E anche Pasqua è andata :) Tra una pioggia sopportabile e una tormenta di neve, c'è scappata anche una bella escursione in val Fondillo, quindi - oltre ad allenarsi alle intemperie in vista dei prossimi trek - si è riuscito a godersi qualche ora di sole. Primavera in Abruzzo neanche a parlarne, ancora, come si vede qui accanto, ma non si può avere tutto lol Speravo, inutilmente si è scoperto, che il Parco si fosse un tantino evoluto; invece siamo esattamente a n-mila anni fa, il che è vagamente deprimente. Cmq spes ultima dea semper, soprattutto in Italia...

Tanto per cambiare, i momenti di relax permettono di godersi del materiale assortito che nel normale tempo caotico rimane da una parte, come le insenature lungo i torrenti. Stavolta, a parte la fine della III stagione di Battlestar Galactica (di cui parlo più estesamente qui) con la rivelazione di 4 dei 5 siloni ancora mancanti all'appello, mi sono dedicato alla commedia. Insomma, relax totale che ogni tanto ci sta! Entrambe le visioni rientrano nel capitolo "rapporti primari" di un eventuale manuale socio-movie: nel primo, Il mio migliore amico, Daniel Auteuil - uno dei miei attori preferiti - è un antiquario veramente stronzo, che viene sfidato dalla sua socia a presentarle il suo migliore amico, quando lei sa perfettamente che lui è solo come un cane. Classica commedia francese del grande regista Patrice Leconte, del quale ricordo il capolavoro Ridicule, con Dany Boon, scorre leggera in una tessitura di momenti caricaturali eppure così tristemente prossimi alla realtà da spiazzare.

▸ Estratti delle righe

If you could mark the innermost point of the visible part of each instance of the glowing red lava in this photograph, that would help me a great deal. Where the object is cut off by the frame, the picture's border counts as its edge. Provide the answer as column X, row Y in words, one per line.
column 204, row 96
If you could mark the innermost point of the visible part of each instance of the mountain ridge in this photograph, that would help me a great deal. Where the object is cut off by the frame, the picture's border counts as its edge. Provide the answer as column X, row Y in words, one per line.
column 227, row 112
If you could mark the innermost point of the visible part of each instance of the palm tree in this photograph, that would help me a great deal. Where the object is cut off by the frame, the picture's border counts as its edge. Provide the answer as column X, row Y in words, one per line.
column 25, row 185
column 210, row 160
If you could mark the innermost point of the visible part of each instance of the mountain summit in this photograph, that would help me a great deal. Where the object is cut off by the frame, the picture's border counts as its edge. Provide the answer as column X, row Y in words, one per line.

==

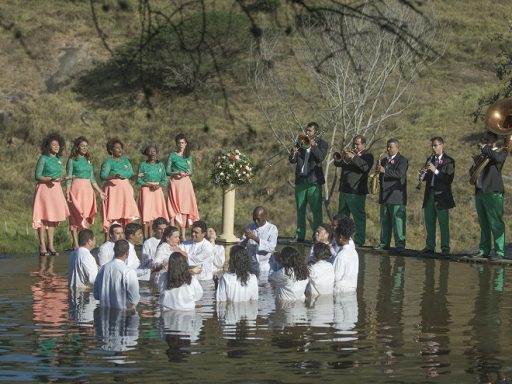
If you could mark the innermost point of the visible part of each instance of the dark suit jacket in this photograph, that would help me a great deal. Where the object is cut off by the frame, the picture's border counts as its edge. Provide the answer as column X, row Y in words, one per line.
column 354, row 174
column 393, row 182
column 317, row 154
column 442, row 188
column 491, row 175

▸ Cosa si chiede
Modifica il brano sostituendo "escursione" con "passeggiata" e riscrivi tutto il tratto che va da "E anche Pasqua" giù fino a "soprattutto in Italia...". Per svolgere il lavoro non c'è bisogno delle righe.

▸ Risposta completa
E anche Pasqua è andata :) Tra una pioggia sopportabile e una tormenta di neve, c'è scappata anche una bella passeggiata in val Fondillo, quindi - oltre ad allenarsi alle intemperie in vista dei prossimi trek - si è riuscito a godersi qualche ora di sole. Primavera in Abruzzo neanche a parlarne, ancora, come si vede qui accanto, ma non si può avere tutto lol Speravo, inutilmente si è scoperto, che il Parco si fosse un tantino evoluto; invece siamo esattamente a n-mila anni fa, il che è vagamente deprimente. Cmq spes ultima dea semper, soprattutto in Italia...